### Given request
Return each row below that contains the string "stick", copying the whole line. Case counts.
________________
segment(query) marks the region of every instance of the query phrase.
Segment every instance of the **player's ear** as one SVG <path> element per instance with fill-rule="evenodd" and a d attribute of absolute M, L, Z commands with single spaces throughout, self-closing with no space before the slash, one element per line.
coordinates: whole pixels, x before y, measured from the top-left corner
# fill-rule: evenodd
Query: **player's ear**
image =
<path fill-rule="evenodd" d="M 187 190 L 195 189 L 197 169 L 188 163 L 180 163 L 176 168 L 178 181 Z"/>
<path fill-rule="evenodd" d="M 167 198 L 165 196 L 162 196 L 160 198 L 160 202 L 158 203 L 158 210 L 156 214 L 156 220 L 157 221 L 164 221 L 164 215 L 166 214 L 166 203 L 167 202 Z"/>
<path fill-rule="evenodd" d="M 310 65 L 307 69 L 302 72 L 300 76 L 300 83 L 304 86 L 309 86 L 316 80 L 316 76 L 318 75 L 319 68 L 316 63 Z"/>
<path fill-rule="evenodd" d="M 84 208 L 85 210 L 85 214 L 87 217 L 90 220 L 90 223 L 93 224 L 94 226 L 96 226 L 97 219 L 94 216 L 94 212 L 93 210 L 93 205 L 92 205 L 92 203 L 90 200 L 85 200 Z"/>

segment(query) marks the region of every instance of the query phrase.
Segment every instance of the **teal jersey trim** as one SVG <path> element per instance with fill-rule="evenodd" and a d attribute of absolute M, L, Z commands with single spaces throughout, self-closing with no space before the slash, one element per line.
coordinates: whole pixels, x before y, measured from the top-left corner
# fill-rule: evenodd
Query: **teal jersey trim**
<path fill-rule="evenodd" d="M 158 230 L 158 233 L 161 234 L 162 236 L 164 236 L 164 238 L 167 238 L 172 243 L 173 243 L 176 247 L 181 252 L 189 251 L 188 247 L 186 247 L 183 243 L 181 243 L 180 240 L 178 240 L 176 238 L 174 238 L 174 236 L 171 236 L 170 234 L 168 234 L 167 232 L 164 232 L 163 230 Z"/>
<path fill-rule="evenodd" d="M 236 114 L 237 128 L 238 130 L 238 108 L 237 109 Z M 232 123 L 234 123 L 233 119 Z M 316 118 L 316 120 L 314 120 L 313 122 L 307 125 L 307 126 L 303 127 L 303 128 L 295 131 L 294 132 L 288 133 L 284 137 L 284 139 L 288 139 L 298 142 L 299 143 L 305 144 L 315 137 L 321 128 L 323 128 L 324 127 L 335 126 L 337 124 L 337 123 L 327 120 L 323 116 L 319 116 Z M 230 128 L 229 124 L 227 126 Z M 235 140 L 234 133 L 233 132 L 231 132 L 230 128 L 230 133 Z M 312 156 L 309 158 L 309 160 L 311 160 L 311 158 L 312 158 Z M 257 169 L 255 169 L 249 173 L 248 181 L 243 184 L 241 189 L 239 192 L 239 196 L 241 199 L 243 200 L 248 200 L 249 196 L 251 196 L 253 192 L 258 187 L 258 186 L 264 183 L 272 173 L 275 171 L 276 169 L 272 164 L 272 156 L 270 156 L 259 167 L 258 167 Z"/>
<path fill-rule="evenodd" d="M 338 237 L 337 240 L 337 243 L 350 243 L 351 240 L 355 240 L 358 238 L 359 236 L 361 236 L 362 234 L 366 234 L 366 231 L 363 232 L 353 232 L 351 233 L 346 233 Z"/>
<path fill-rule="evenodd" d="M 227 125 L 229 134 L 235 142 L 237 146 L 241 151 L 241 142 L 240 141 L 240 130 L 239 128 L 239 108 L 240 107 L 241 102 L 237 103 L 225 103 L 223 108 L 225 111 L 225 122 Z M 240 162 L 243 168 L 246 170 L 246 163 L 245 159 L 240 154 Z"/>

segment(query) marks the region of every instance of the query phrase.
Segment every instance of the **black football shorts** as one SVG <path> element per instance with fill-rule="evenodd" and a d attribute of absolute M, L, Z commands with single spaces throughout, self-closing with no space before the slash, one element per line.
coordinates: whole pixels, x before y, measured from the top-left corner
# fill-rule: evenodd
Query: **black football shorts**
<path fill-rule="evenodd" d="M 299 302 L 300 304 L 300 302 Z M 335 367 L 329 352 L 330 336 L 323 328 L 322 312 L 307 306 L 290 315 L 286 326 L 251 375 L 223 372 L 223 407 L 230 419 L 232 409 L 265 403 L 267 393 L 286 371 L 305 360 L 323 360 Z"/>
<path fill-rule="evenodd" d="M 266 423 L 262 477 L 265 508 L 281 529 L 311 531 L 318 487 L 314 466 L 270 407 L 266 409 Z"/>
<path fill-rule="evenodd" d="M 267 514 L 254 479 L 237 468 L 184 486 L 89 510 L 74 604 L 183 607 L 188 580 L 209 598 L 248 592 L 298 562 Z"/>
________________
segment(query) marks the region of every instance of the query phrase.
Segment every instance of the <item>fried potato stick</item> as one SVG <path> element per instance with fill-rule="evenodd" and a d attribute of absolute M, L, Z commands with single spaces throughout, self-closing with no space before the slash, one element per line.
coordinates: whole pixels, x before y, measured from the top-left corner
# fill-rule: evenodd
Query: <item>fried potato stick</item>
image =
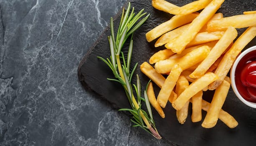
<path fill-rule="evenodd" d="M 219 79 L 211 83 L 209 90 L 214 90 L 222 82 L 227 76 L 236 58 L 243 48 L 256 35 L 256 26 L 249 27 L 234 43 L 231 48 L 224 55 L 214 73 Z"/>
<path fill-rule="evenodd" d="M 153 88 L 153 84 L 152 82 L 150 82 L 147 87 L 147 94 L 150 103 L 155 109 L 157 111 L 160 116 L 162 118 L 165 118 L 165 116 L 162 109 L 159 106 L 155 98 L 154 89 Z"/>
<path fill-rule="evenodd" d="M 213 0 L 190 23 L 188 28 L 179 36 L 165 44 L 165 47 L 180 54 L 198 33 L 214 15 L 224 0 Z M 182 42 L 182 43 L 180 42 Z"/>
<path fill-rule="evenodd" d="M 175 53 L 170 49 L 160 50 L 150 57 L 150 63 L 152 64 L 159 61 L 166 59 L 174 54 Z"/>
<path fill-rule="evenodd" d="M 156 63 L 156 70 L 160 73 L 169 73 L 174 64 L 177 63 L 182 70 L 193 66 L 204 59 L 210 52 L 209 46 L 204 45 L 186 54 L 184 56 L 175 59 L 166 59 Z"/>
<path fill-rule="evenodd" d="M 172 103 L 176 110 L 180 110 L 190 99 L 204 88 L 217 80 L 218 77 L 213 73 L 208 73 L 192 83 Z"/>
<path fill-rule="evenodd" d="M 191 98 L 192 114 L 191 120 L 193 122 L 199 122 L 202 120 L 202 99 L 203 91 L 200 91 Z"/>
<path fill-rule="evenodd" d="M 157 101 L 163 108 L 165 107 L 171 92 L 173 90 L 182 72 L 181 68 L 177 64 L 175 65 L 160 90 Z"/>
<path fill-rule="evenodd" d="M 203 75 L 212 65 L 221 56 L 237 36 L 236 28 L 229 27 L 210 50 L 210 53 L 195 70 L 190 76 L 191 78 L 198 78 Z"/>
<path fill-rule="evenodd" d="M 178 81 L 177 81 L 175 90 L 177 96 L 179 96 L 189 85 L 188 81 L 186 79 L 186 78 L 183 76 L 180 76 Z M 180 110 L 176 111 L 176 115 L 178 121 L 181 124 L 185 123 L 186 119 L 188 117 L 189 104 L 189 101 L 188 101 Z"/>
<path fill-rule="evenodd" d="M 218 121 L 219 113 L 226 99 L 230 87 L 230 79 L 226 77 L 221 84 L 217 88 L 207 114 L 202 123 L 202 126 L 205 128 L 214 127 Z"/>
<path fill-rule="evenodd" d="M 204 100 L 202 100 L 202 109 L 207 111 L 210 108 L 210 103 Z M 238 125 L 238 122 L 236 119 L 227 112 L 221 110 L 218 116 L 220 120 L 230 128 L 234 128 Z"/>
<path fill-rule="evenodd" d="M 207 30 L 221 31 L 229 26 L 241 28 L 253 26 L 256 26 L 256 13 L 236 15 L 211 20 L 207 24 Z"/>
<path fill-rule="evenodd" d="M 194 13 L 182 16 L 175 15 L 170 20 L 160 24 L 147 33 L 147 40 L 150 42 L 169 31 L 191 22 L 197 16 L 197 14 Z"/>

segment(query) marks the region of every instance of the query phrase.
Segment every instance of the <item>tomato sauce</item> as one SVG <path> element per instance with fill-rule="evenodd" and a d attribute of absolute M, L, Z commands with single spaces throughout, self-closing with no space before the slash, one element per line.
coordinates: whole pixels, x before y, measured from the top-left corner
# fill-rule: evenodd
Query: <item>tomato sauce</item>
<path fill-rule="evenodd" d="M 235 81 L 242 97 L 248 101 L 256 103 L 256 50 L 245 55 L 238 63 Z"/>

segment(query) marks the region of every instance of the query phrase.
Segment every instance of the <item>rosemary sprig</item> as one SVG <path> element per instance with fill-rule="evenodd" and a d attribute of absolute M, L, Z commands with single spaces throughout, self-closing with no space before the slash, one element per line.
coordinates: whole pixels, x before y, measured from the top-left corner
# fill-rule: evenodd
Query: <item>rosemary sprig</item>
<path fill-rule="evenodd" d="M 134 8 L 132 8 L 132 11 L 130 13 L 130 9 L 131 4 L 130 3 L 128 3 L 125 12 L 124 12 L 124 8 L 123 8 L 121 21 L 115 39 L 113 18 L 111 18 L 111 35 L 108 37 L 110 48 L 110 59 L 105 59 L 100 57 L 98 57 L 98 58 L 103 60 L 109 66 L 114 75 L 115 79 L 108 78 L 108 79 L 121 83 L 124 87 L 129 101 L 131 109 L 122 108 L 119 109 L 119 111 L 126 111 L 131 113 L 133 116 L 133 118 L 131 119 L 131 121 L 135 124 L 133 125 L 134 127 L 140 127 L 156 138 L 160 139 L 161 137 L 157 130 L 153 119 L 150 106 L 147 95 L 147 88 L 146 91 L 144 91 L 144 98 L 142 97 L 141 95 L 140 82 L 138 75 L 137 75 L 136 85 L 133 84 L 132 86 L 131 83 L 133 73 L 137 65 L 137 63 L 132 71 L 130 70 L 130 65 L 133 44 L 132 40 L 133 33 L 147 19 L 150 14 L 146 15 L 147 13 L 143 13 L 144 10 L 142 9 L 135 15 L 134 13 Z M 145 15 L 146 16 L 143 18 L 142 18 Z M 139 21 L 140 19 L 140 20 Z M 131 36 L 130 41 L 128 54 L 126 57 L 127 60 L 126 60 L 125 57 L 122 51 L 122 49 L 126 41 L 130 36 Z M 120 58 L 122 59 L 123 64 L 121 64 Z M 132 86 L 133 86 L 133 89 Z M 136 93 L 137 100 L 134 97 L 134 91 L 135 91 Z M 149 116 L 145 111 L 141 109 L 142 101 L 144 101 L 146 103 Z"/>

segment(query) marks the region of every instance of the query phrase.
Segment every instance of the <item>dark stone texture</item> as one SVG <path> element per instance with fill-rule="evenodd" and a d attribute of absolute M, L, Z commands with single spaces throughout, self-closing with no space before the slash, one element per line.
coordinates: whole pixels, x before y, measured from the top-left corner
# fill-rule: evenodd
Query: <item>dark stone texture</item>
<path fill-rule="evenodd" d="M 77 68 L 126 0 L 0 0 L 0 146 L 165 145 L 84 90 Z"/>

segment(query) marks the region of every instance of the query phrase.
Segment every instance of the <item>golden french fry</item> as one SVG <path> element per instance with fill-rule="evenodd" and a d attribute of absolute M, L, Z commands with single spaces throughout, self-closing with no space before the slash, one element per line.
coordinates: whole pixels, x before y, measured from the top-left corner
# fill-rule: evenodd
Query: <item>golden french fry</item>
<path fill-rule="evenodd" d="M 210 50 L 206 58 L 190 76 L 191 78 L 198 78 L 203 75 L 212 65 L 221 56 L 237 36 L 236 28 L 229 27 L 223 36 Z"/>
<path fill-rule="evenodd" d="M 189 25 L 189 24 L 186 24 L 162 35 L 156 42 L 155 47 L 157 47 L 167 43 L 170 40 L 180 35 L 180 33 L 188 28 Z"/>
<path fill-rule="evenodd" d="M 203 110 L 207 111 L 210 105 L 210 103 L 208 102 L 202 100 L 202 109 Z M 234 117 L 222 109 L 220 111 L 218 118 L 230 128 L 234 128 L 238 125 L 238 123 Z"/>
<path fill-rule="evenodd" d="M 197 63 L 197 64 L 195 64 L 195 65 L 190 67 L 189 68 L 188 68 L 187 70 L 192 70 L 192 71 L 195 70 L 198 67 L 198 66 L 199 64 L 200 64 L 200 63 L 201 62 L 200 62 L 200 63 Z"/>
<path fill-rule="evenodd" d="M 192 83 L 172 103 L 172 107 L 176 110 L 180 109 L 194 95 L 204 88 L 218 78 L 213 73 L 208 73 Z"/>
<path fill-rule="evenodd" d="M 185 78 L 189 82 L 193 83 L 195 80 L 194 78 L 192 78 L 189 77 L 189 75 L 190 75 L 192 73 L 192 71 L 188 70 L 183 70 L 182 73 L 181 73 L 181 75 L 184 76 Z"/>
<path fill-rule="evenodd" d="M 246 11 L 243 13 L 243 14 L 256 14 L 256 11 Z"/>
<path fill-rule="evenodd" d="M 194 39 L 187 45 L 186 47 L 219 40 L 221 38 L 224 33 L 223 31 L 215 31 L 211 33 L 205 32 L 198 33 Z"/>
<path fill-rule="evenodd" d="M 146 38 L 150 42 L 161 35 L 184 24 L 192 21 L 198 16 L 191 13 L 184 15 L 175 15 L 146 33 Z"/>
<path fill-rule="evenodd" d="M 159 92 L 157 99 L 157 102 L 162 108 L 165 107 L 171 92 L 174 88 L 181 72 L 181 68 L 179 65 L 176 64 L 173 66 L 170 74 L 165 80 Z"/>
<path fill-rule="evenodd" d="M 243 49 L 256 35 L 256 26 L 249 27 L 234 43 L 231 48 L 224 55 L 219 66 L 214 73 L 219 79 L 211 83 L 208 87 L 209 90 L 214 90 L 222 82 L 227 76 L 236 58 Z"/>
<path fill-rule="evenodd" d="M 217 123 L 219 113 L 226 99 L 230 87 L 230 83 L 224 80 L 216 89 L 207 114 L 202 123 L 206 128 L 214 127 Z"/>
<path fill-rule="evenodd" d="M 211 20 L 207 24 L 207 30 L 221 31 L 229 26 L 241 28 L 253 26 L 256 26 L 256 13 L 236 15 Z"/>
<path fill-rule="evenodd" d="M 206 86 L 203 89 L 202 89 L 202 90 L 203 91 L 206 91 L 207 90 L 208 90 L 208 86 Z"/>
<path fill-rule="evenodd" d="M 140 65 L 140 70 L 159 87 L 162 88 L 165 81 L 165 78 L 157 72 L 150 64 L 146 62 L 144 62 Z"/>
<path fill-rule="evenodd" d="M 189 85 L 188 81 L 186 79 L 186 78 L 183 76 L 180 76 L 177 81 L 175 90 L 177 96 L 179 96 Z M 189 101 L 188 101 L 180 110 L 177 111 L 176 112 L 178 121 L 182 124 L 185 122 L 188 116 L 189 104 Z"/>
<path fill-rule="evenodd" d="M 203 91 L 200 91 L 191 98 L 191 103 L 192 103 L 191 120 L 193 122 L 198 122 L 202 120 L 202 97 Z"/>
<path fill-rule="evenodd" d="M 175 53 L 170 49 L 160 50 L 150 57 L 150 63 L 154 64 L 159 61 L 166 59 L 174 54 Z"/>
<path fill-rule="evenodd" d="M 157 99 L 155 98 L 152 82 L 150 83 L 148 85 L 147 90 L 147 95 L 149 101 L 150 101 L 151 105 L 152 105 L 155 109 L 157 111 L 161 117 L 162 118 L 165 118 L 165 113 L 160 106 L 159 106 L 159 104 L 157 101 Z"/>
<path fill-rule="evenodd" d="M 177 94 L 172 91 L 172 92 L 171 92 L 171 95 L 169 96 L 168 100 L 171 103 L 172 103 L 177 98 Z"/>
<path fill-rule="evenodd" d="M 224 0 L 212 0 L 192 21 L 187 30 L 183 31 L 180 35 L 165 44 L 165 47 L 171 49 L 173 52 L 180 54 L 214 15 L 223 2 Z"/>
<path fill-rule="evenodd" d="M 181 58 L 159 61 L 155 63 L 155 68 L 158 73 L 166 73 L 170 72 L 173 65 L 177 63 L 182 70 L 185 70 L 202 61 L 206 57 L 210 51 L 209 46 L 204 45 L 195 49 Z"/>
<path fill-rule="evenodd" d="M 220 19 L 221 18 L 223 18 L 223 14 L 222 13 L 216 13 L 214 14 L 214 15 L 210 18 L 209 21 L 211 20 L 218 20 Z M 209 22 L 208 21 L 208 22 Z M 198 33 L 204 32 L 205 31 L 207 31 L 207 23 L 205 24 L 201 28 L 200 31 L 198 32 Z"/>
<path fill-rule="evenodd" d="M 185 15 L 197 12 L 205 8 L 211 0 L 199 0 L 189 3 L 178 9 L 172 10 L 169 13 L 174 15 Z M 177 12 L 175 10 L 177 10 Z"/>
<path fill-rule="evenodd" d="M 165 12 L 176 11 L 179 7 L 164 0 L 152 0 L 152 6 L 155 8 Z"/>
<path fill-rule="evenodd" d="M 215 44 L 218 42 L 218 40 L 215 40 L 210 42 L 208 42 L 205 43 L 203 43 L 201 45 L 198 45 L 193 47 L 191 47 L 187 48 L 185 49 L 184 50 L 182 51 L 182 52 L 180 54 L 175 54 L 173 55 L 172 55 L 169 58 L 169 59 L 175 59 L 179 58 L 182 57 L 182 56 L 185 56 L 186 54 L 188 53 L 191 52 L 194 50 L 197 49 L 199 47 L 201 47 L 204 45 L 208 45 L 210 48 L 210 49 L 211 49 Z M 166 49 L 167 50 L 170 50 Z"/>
________________
### Output of the task
Segment every instance of the <item>fried potato stick</item> as one SVG <path> element per instance with fill-rule="evenodd" and a d attribute of absolute M, L, Z commands with single spaces throughout, self-closing with no space before the slash, one element per line.
Query: <item>fried potato stick</item>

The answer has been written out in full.